# Exercise instructions
1. Answer these from the Luke Kelly excerpt:
(a) What drinks were placed on the table before Luke?
(b) Which street's gutter would a singer in The Bailey today end up in?
(c) Which two Dubs from rock'n'roll does the writer name as coming close to Luke?
2. Write out the Luke Kelly excerpt word for word, everything from "Funny enough, for" down to "the wrong ears.".

# Excerpt provided
Luke was enthralling a bunch of Joyce-hunting Americans, who were entertaining him like a real Irish King. A train of gin and tonics were placed on the table before him, as he declaimed poetry and song in a rich and vaguely nasal Dub shout that – fuck-the-all-comers – filled the whole pub, blow-dried the blue-rinses and filled their oh-my-gaads with kulcher.
Time passes – things change. If you stood in The Bailey today and sang out a MacColl ballad, or even declaimed a poem, they’d have you on your arse in the Duke Street gutther in short sharp, and no mistake: you’re-fuckin’-barred-here-pal. And the same goes for every other misbegotten excuse for a licensed good time in the rare oul’ town.
Of course, if you stood in The Bailey today and sang or bespoke, the thread-merchant and blowdried class that currently occupy the joint would give you their own short shrift, bouncers or no. Like I said, times change. And that’s a lament for us all, just as much as for Luke Kelly.
And all in a town that used to seem full of characters like Luke. He was a man of his time, when Dublin wasn’t yet a sprawling behemoth, full of violence stupidity and bad planners. Larger than life with a capital V (for vengeance. Or victory. Or vice…).
Funny enough, for a music that prides itself on its popular roots (etc)(etc)(etc) rock’n’roll has produced only two Dubs to even come close to Luke as larger-than-lifers: Phil Lynott and the Brush. Mannix Flynn is of the same stock. But nowadays, and here’s the point, they lock you up for disturbing the peace when you bellow out a song in the wrong ears.

# Data to examine
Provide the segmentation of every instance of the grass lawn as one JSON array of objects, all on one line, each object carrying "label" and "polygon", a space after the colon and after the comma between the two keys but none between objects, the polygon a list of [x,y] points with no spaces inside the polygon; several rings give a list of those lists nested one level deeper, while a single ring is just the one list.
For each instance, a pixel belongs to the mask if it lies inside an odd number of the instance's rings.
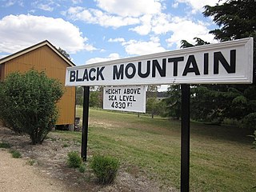
[{"label": "grass lawn", "polygon": [[[118,157],[126,171],[180,188],[179,121],[90,109],[89,122],[90,154]],[[198,122],[190,129],[191,191],[256,191],[252,133]],[[61,134],[81,141],[80,132]]]}]

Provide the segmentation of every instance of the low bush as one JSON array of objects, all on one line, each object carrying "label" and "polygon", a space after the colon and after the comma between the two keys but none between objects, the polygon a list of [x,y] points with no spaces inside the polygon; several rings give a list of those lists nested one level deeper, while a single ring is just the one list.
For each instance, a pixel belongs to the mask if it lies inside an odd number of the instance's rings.
[{"label": "low bush", "polygon": [[13,158],[22,158],[22,154],[16,150],[10,150],[10,153],[12,154]]},{"label": "low bush", "polygon": [[82,163],[78,167],[78,170],[80,173],[84,173],[86,171],[86,166],[83,163]]},{"label": "low bush", "polygon": [[8,142],[0,142],[0,148],[9,149],[10,148],[10,144]]},{"label": "low bush", "polygon": [[82,159],[77,151],[71,151],[67,154],[67,165],[71,168],[78,168],[82,163]]},{"label": "low bush", "polygon": [[112,183],[119,166],[119,161],[110,156],[96,155],[90,162],[90,168],[102,184]]}]

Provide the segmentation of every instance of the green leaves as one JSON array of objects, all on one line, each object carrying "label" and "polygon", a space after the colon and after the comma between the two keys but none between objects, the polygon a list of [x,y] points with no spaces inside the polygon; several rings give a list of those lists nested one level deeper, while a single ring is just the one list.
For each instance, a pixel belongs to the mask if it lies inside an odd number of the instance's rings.
[{"label": "green leaves", "polygon": [[42,143],[56,122],[62,94],[61,83],[44,72],[14,72],[0,84],[0,118],[14,131],[28,134],[33,144]]}]

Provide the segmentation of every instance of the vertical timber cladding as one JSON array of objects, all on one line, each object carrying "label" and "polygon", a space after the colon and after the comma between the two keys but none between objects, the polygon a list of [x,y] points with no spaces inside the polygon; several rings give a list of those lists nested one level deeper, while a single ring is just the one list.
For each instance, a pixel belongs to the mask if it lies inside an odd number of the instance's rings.
[{"label": "vertical timber cladding", "polygon": [[68,67],[66,86],[251,83],[253,38]]}]

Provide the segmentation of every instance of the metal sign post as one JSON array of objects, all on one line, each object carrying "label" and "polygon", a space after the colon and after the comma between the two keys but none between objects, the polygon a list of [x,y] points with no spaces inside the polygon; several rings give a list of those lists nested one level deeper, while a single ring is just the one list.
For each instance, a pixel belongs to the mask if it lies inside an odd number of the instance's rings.
[{"label": "metal sign post", "polygon": [[190,190],[190,87],[182,84],[181,191]]},{"label": "metal sign post", "polygon": [[84,86],[83,87],[83,108],[82,108],[83,110],[82,110],[81,157],[85,162],[87,160],[89,98],[90,98],[90,86]]}]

# Answer set
1.
(a) Gin and tonics.
(b) Duke Street.
(c) Phil Lynott and the Brush.

2.
Funny enough, for a music that prides itself on its popular roots (etc)(etc)(etc) rock’n’roll has produced only two Dubs to even come close to Luke as larger-than-lifers: Phil Lynott and the Brush. Mannix Flynn is of the same stock. But nowadays, and here’s the point, they lock you up for disturbing the peace when you bellow out a song in the wrong ears.